* [Consigne de travail]: Rédigez la suite de l'extrait consacré à al Qaïda et à l'usage d'Internet par les djihadistes, en reprenant après sa dernière phrase.
══ Extrait du document
Internet permet de marginaliser les oulémas, d’instrumentaliser la tradition en la décontextualisant. Il n’y a plus d’islam local, mais un djihad déraciné appartenant à un monde devenu global. A ceci près que l’ancrage arabe est systématiquement présent, assimilé à l’islamité. Le salafisme de parade de Bin Laden reste fortement marqué par le nationalisme arabe, pourtant rejeté. La stratégie ne diffère pas en cela d’autres mouvements révolutionnaires, tiers-mondistes, anti-impérialistes ou extrémistes qui se camouflent dans les méandres du réseau Internet. Ils partagent tous la même haine de l’Etat, la même négation de l’Autre, devenu ennemi à forte de stéréotypes résultant de la mondialisation. Pour l’islamisme fondamental d’al Qaïda, qui ressemble plus à une « auberge espagnole » qu’à un mouvement réseaucentrique, peu importe que des musulmans soient tués dans les attentats. Bin Laden a réussi, le tout est de savoir si c’était son objectif initial, a construire une représentation binaire du monde,dans laquelle al Qaïda représenterait une petite avant-garde internationale s’arrangeant le droit d’interpréter la tradition. Al Qaida est ainsi un mélange de codes anciens tombés en désuétude et de modernité terroriste. Pour les Jihadistes, l’Histoire n’existe pas, ou plutôt elle n’est que le long roman de la décadence des musulmans. Il leur faut donc revenir à la geste authentique du Prophète et des quatre premiers califes sunnites. « On le voit bien chez Ben Laden, note Gilles Kepel : toute sa gestuelle consiste à imiter le Prophète. Quand on le voit le 7 octobre 2001 dans une grotte des montagnes afghanes, il rejoue le Prophète apparaissant à Médine après avoir fui La Mecque impie (…). Ben Laden met en scène l’action en temps réel, la violence destinée à être vue dans l’instant ».
════
══ Données brutes
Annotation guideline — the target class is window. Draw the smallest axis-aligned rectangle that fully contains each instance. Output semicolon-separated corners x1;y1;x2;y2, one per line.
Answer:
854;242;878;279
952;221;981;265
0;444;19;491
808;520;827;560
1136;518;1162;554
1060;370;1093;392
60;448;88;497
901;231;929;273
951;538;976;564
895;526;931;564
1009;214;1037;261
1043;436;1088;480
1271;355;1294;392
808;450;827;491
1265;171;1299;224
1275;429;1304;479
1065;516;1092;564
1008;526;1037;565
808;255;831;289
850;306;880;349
════
* [Réponse rédigée]:
Cette conception médiatique du Jihad n’a d’intérêt que parce qu’elle est spectaculaire. Empruntant les critères informationnels occidentaux, il doit apparaître comme une superproduction hollywoodienne pour apparaître sur les écrans. A Qaïda doit être capable de réaliser deux attentats en même temps (Tanzanie et Kenya), en série — en général quatre (11-Septembre, Madrid, Londres). La concomitance de la violence terroriste n’a d’autre objectif que de montrer sa capacité à frapper quand et où elle veut. Rien de nouveau. Ce qui l’est moins est sa représentation médiatique immédiate. Terrorisme postmoderne ? Ou simplement triomphe du virtualité ?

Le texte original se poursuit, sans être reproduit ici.